— start of INFORMATION GIVEN —
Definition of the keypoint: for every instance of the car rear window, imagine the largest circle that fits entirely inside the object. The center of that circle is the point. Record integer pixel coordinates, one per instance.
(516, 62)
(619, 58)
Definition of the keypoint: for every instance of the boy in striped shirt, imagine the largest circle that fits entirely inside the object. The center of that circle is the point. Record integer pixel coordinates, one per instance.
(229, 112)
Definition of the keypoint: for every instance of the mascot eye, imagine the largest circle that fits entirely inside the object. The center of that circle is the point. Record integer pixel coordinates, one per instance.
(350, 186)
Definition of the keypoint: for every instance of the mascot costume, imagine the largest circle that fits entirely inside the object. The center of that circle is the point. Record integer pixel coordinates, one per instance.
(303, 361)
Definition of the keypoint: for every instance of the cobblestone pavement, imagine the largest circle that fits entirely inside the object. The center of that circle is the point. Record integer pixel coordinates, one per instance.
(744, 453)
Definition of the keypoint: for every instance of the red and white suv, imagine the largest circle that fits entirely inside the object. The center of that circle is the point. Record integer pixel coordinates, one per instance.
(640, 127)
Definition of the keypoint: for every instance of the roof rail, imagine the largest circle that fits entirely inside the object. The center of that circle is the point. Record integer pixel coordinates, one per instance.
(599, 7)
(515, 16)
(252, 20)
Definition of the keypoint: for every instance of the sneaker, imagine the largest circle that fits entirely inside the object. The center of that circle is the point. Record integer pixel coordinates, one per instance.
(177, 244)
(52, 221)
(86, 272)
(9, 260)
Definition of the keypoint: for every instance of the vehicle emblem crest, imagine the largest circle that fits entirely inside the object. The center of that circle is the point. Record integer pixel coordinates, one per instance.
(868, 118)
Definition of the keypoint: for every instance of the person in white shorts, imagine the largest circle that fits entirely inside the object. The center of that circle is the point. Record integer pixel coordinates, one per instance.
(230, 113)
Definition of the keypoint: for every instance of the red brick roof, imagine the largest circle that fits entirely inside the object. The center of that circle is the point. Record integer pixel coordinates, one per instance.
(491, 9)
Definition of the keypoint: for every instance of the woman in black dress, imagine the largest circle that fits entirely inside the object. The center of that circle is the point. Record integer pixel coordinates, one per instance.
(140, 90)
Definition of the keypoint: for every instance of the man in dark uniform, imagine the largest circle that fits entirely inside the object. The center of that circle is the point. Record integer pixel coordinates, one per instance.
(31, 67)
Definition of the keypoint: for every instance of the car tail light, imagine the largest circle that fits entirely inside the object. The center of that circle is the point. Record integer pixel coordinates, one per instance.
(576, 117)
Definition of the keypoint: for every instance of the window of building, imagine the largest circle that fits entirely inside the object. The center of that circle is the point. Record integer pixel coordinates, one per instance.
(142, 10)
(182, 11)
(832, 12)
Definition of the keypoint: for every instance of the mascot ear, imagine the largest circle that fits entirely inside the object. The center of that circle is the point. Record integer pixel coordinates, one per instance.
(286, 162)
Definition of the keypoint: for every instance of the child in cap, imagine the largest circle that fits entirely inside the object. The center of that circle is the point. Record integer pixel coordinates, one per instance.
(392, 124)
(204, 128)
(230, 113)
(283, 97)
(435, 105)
— end of INFORMATION GIVEN —
Each line from the one containing "mascot ear, imagine" through the end of the entries, both included, is to be returned exactly, with no other lines.

Definition of the keypoint: for every instance of the mascot ear, imagine the largest circle that fits entirely inside the object. The center of that circle is the point. Record integer pixel coordinates, one per instance.
(286, 162)
Definition of the keypoint: for every instance of the child in cap, imagine the largest circle that fits entirely inside the object. The center of that circle is the point. Record integer pixel coordinates, one per instance.
(392, 124)
(204, 128)
(230, 113)
(283, 97)
(435, 105)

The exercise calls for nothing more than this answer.